◆ **Tasks and exercises**
1. Print the part of the excerpt on the Mongolian fossil trade starting with "I trailed Chinzo" and going on through "the action was.".
2. Answer these questions from the excerpt on the Mongolian fossil trade:
(a) How many years in prison was the man on trial in New York facing?
(b) Where did the vendor say to go to buy dinosaur fossils?
(c) What did the man on the phone say he had?

I trailed Chinzo to a stall behind a ­rusted fuel truck, where the mass thinned out. He traded whispers with a man counting a stack of tugriks, the local currency. Pewter camel miniatures were marshaled on the stall’s table, mixed with Soviet military medals and metal swastikas. A sharp wind picked up and sliced through the stalls. The vendor looked Chinzo in the eye, explaining that the criminal case in New York had changed everything. A man was on trial and facing 17 years in prison for smuggling dinosaur bones from Mongolia. Now here we were, hunting for bones ourselves. But the fossil dealers were spooked. The black market had gone further underground. If we were serious about buying dinosaur fossils, the man said, we should go to the Gobi Desert, along the Chinese border. That was where the action was.


The man gave Chinzo a phone number, saying we could give it a try in the meantime. Chinzo dialed. “I have a skull,” the man on the line told him. “I can’t show you right now. Let’s meet tomorrow. I’m in the middle of a poker game.” There was something to buy.

◆ **Stored data**
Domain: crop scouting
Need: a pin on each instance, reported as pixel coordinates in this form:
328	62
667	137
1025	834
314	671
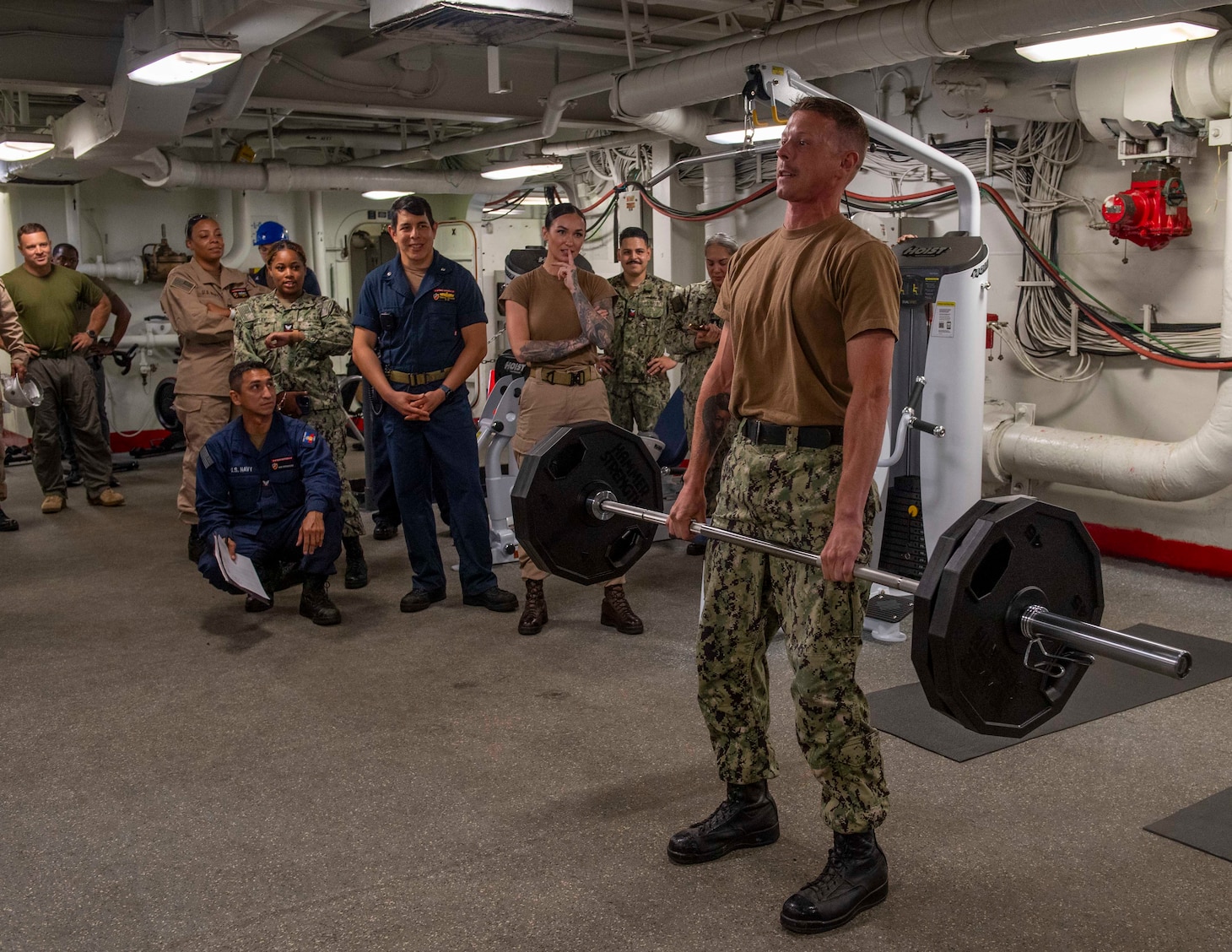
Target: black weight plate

◆ **Responses to the exercise**
1.
I trailed Chinzo to a stall behind a ­rusted fuel truck, where the mass thinned out. He traded whispers with a man counting a stack of tugriks, the local currency. Pewter camel miniatures were marshaled on the stall’s table, mixed with Soviet military medals and metal swastikas. A sharp wind picked up and sliced through the stalls. The vendor looked Chinzo in the eye, explaining that the criminal case in New York had changed everything. A man was on trial and facing 17 years in prison for smuggling dinosaur bones from Mongolia. Now here we were, hunting for bones ourselves. But the fossil dealers were spooked. The black market had gone further underground. If we were serious about buying dinosaur fossils, the man said, we should go to the Gobi Desert, along the Chinese border. That was where the action was.

2.
(a) 17 years
(b) The Gobi Desert, along the Chinese border
(c) A skull